Allah'a Savaş İlan Edenler

Günahta ısrar Allah'a (c.c) harptir. Altınoluk Dergisi Eylül 2020 sayısında Osman Altaş yazdı...

Dinle ey nefsim… Her insanı Allah özel olarak yaratır. Onun için hiç bir insan diğer birinin aynı değildir. Sen kendinde bulunan meziyetleri kendinden sanma. Emaneten verilmiştir. Meziyet cihetiyle zayıf kalanları küçümseme. Veren Allah, alan Allah, kılan Allah’tır. Ne verdiyse o’dur, dahi ne’miz var. Anla yeter.

Dinle ey nefsim… Son nefeste iman garantin yok. Korkman için kâfi değil mi? O halde; bütün kalbinle Allah’a dön, bütün varlığınla Allah’a yönel, bütün gücünle “ Allah’ım nazarımı zat-ı âline öyle bir çevir ki, başka nazarlara dönecek mecalim dahi kalmasın, hatta başka nazarları görmek mümkün dahi olmasın” diye niyaz eyle.

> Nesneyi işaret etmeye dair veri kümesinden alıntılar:
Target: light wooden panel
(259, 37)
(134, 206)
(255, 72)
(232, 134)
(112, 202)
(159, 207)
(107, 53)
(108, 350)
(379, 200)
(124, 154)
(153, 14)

> Yazılı görev:
Günahta ısrar üzerine olan yazıyı, son cümlesinin ardından aynı üslupla sürdürün.

> Nihai sonuç:
Dinle ey nefsim… Bu kadar sene yaşadın, geriye döner bakar ve kısacık bir süre olarak görürsün. “Bir yel esip geçmiş gibi” dersin. Önünde yaşanması muhtemel, meçhul seneleri çok uzun ve bitmeyecek bir çağ zannedersin. Aklını ne zaman başına alacaksın? Uyanmak için teneşiri bekleme…

Dinle ey nefsim… Gizli olarak işlediğin günahı, açığa vurarak şahitlendirme. Allah kendi lütfundan işlediğin günahı affedebilir. Ancak bu günahı açıkça başkalarına anlatman; günahtan memnun olduğun anlamına gelir. Böyle birinin aklı ölmüş demektir. Allah affetmezse Ukba’da çekeceğin azabı düşün…

Dinle ey nefsim… Hiç işlemediğini sandığın günahlar seni mahvedebilir. Bir cinayet olur, siyasi ya da ırki tarafgirlik cihetiyle katile hak verir, katilden ve suçtan memnun olursun. Günah aynen sana da yazılır. Bu senin için intihar demektir.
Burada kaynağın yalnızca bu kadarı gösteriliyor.